#### EXCERPT PROVIDED

This is not strictly true.  File descriptors returned to the program
are always generated by the kernel in a well defined way (the smallest
unused file descriptor is allocated).  The file handle set in the
open() callback is a way for the filesystem to identify the open file,
and it may contain arbitrary data.  Fuse doesn't use this file handle
in any way except to pass it to the read/write/release/... callbacks.

> In fusexmp.c they are not provided anyway (so FUSE itself handles
> the problem generating filehandles and giving it to the caller
> process).

So this is not true either.

> In this case, as fusexmp just don't know anything about
> the file handles, when xmp_read and xmp_write callbacks are called,
> it needs to use the name of the file (and not the file handle)
> provided in the "path" parameter to open it, then it uses the offset
> parameter to seek to the position the caller process "thinks", it is
> and make the access itself (read or write). After this, it closes
> the file. It works, but is slower than using file handles and
> keeping the file opened until the caller process explicitly closes
> it.
>
> Why fusexmp.c? Why not using the fh version to develop all the
> filesystems? Some filesystems are not intended to be performance
> champions. They may have to access data that doesn't have nothing
> similar with a current position. They may have to access data that is
> so slow that you could not achieve any performance improvement using
> file handles. So, in this case, code simplicity may be the primary
> focus in the development.
>
>
> 1.1 System initialization and termination
>
> The program starts as any normal program. It isn't a library or a
> kernel module. No special compile flags or linking. Just start coding
> as usual. You begin initializing your variables, checking anything you
> need to check and parsing the command line arguments. Now you have
> your first problem to solve: FUSE needs to know where is the
> mountpoint of your filesystem and which options the user wants to set.
> As said before, you will call fuse_main providing this information.
> The way you give this is information is the same way your program
> receives from the command line: passing argc and argv to it. The first
> two parameters to fuse_main are argc and argv. If your filesystem does
> not need more information than the info asked by fuse_main, you may
> safely pass your argc and argv to fuse_main. But if you need more
> information than this and demand from the user to put it on the
> command line, then you may a) strip the extra info from the argv
> before passing it to fuse_main; OR b) create another variable to hold
> the info to pass to fuse_main. For example, suppose your program uses
> the following command line syntax:
>     myfs <mountpoint> <myparameter> [-o <fuse_option1>[,...[,<fuse_optionN>]]]
> you could write a code like this:
>
> char **fuse_argv, *myparameter;
>
> ... some processing you might need ...
>
> fuse_argv = malloc((argc-1) * sizeof(char *) );
> ... do some error handling ...
> fuse_argv[0] = argv[0]; // not really needed fuse_main ignores it
> fuse_argv[1] = argv[1]; // the mountpoint
> myparameter = argv[2];
>
> // as you can see below, argv[2] will not be inserted in fuse_argv
> // this is because FUSE does not need it and if you pass it to
> // fuse_main, it will generate an error
> for(int i=3;i<argc;++i) {
>    fuse_argv[i-1] = argv[i];
> }
>
> ... some other processing you might need ...

########
#### DATA ROWS

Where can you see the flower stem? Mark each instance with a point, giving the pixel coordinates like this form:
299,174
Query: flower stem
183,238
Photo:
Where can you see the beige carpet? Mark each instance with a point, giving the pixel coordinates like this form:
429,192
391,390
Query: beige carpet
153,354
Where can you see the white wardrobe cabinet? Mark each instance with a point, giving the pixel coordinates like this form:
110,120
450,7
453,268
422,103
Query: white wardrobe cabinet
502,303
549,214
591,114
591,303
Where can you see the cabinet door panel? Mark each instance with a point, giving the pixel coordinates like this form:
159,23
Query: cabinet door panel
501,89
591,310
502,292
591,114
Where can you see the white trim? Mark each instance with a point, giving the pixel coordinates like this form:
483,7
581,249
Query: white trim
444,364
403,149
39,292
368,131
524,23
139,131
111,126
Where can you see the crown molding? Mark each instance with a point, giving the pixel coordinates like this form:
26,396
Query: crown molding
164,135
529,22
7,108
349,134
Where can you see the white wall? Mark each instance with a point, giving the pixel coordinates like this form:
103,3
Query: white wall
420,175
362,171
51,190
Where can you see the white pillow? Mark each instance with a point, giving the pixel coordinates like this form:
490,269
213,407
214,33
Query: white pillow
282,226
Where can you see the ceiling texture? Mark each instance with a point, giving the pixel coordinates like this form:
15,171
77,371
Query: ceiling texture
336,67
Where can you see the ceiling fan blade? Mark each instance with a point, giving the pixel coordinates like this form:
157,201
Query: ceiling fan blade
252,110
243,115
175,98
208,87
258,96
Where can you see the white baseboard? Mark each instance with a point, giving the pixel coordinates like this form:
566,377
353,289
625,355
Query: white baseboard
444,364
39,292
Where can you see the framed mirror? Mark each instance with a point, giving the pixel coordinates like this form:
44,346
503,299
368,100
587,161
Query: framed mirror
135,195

########

» REQUIRED WORK
a: In the listing, add 22 to each number in the point coordinates of the answers, then write out again the part that opens with the line containing "Where can you see the framed" and runs through the end of the listing, requests included. Give only those lines.
b: Take the FUSE filesystem discussion further, starting right after its last line.

» ANSWERS IN ORDER
a:
Where can you see the framed mirror? Mark each instance with a point, giving the pixel coordinates like this form:
44,346
503,299
368,100
587,161
Query: framed mirror
157,217

b:
>
> // don't worry about my_operations, you will learn about it soon
> fuse_main(argc-1,fuse_argv,my_operations);
>
> Note: in the example above, there were just one more parameter in the
> command line. It was just an example, you may do whatever you want.
> The command line is yours! You define whatever syntax you need to
> start your filesystem. You are bound only to the syntax you pass to
> fuse_main! You may define optional parameters like
> "-o<fuse_option1>,<myfs_option>,<fuse_option2>", but you have to strip
> it off and pass "-o<fuse_option1>,<fuse_option2>" to fuse_main. FUSE
> provides an option parsing API in <fuse_opt.h>, which can help with
> manipulating options before calling fuse_main(). Unfortunately there
> are no examples for this in the fuse package, neither in this document
> for now. But for example, sshfs uses this interface quite extensively.
> Future versions of this documentation *may* be updated to cover this
> API too.

OK, here are a couple of examples.  This does the same as your example
above:

======================================================================
int main(int argc, char *argv[])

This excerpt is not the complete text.